Prompt 1
In the MD Anderson supply chain passage, reproduce the part that begins at the words "Nationally, MD Anderson" and stops after "end-to-end supply chain.", changing "partnership" to "coalition".
Prompt 2
According to the MD Anderson supply chain passage, what did MD Anderson work with a local community college to print?
Prompt 3
Please pick up the MD Anderson supply chain passage after its last sentence and continue writing.

Text excerpt

----------------

Per Matt Berkheiser, Associate Vice President of Environmental Health & Safety at MD Anderson, “These exercises are important to test our plans and the supply chain team is always included in the Incident Command structure. These scenarios take time to plan and being creative is essential to test our thought processes. The drills are valuable, but we must be prepared for the unexpected. One thing I have learned is not to let our imagination fail us.”

“Our staff has been resilient, and both supply chain team members and clinicians have proven this repeatedly amid major supply disruptions. MD Anderson clinicians have adapted to the new environment with a strong willingness to assist their supply chain teammates,” Wright said. “Clinicians have familiarized themselves with supply chain terminology, like supply backorders, allocation, functional equivalents, and third-party logistics (3PL). The collaboration between the supply chain and clinical operations teams during the pandemic has been great and continues to improve.”

At the initial stage of the pandemic, well before the first reported case in the U.S., MD Anderson’s sourcing and contracting, and materials management teams, foresaw how a global pandemic could impact its patients and employees.

“As such, we initiated large bulk orders for medical grade N95 and Level 3 isolation masks. This was accomplished through utilization of a Texas based historically underutilized business (HUB) that was also the second largest domestic manufacturer of N95 at the time. This contractual arrangement ensured us stable supply of the ‘highest quality’ N95 and Level 3 isolation masks throughout the pandemic,” Wright stated, adding that “MD Anderson’s support of local and Texas-based diversity and small business suppliers is critically important and an essential part to the organizations’ diversity, equity and inclusion initiatives.” 

MD Anderson also found value in local community collaboration. For instance, the organization partnered with a local community college and MD Anderson’s innovation team to print 3-D face shields. “Additionally, we worked with a local company to manufacture, test and alter isolation gowns,” Wright said. “These were wonderful collaborations.”

Nationally, MD Anderson was one of the first healthcare providers to join the Healthcare Industry Resiliency Collaborative (HIRC), which is a partnership of leading healthcare providers working with major manufacturers and distributors to increase transparency in the end-to-end supply chain.

----------------

Extracted entries
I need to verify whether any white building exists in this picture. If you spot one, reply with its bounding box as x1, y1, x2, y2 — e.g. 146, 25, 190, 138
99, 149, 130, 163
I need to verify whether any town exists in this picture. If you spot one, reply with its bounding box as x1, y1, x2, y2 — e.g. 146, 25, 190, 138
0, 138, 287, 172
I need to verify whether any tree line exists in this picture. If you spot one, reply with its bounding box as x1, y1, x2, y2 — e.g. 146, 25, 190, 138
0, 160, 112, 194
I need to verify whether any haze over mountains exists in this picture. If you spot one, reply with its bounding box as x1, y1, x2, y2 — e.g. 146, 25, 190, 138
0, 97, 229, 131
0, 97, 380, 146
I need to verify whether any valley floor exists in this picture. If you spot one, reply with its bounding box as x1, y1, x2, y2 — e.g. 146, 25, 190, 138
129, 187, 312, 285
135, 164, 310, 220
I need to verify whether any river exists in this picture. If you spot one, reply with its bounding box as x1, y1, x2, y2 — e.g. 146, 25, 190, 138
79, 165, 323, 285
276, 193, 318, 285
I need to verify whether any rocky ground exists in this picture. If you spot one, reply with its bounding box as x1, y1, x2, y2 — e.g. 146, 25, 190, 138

----------------

Written answer 1
Nationally, MD Anderson was one of the first healthcare providers to join the Healthcare Industry Resiliency Collaborative (HIRC), which is a coalition of leading healthcare providers working with major manufacturers and distributors to increase transparency in the end-to-end supply chain.

Written answer 2
3-D face shields.

Written answer 3
Several other advances that were refined during the global pandemic include:

  • A significantly better understanding of MD Anderson’s highest risk exposure ranked by priority and importance conducted through several comprehensive risk management exercises and modeling, led by the organization’s Enterprise Risk Management team.
  • Establishment of a 3PL program to help manage critical PPE and supply inventory that exceeded local capacity and capability of traditional distribution channels.
  • Creation of real-time inventory dashboards around critical supply inventory designed to let the supply chain team know emergent areas of need or concern.
  • Permanent implementation of a daily supply chain briefing (with representatives from materials management, sourcing and contracting, finance, system and support, value analysis, pharmacy, operating room, environmental health and safety, clinical administration and our group purchasing organization) to review backorders, supply shortages and emerging threats to the healthcare supply chain.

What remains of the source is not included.